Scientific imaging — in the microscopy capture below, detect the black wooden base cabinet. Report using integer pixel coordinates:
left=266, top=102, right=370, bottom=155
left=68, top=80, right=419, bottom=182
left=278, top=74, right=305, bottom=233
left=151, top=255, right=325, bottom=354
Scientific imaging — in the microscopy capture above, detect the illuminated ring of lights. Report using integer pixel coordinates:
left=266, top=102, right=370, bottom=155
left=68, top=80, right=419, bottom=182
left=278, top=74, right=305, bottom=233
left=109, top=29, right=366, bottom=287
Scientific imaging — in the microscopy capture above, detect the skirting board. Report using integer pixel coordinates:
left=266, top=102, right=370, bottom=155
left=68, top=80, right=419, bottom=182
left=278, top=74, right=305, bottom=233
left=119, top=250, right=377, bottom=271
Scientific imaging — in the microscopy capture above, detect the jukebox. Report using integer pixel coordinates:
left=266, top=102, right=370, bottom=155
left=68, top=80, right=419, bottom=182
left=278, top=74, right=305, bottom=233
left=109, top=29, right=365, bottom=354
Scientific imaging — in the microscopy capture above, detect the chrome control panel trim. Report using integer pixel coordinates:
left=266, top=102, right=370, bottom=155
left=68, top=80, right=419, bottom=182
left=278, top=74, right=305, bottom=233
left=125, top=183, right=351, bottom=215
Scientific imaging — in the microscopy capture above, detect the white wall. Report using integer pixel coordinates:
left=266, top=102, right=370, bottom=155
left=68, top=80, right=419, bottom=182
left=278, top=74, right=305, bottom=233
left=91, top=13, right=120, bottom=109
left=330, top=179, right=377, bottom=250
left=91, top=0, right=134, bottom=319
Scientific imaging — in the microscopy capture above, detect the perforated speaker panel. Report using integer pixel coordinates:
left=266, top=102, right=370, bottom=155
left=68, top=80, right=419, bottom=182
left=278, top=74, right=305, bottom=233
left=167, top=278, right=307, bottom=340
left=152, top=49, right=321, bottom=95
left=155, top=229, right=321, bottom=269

• • • • •

If a line in the data above holds the string "panel", copy it.

— Written answer —
Scientific imaging — in the microscopy capture above, detect the chrome control panel trim. Report using integer pixel coordinates:
Scientific imaging — in the microscopy capture above, detect the perforated speaker panel. Report using integer pixel coordinates:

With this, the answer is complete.